> _The request_:
Can you repeat every row below, requests included, with each number in the answer coordinates shifted up by 4 and the requests and their sample forms left unchanged? Leave the pictures out of your reply.

> _Data excerpts_:

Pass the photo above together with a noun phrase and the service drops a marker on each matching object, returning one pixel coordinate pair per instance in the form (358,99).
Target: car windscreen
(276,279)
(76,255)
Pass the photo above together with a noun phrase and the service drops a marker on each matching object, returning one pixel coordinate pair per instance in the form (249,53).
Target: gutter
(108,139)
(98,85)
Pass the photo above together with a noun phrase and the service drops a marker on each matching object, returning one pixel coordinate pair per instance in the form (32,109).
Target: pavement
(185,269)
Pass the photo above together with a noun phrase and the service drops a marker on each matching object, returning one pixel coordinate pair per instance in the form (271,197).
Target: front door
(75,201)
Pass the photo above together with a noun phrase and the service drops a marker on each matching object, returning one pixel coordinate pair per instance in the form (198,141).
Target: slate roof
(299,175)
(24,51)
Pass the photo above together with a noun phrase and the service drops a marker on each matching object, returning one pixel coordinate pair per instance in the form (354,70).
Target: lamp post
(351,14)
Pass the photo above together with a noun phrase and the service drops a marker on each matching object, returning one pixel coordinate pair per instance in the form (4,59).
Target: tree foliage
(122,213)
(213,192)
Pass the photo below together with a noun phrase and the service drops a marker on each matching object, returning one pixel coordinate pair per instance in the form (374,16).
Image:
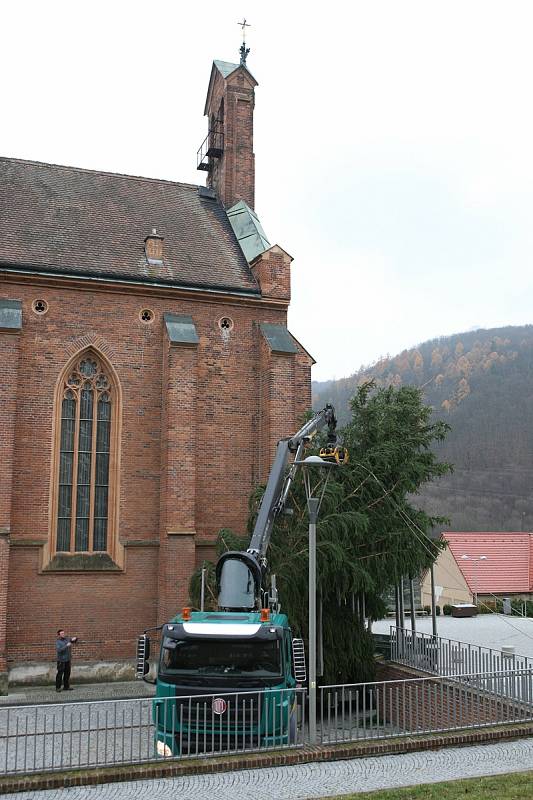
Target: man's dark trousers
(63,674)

> _Answer for the task_:
Pass the photo above together with a noun phrase and the service drops a marker on each matching object, returning one pixel coordinate pair per instance in the form (358,99).
Target: car windscreen
(280,283)
(80,259)
Pass the photo above together with a noun phrase and the service drops a marker on each matching object, returning one pixel coordinate pair per instance in the form (249,53).
Target: gutter
(112,143)
(102,89)
Pass the photo above together with a noun phrase and the service drops a marker on each matching object, returning one pixel coordinate pair per instance in the form (32,109).
Target: pavement
(189,273)
Pass the photo above together with a noun phrase and the service drops a marker on each matching object, returning one pixel coordinate pair per instance in the form (271,197).
Target: front door
(79,205)
Pass the photo above together with a noun phrase and the service drops a marker on each matching object, returning one pixel coordinate pair per instance in the form (198,141).
Target: slate roof
(303,179)
(28,55)
Pass the photo above together with a noun phrase and the service drops a marker on each matching object, returning one pixel coordinate pair per instance in the form (354,70).
Target: lamp post
(355,18)
Pass the photo above together with a noun phrase and the service drops a marker on each matching object, returning one pixel coordinate pair per instance in the form (4,59).
Target: tree foliage
(126,217)
(217,196)
Pass the photo below together with a noun phrase and the service drops a marker on each matching object, returning one pixel coordinate pair per instance in the form (374,16).
Image:
Target: man's dark trousers
(67,678)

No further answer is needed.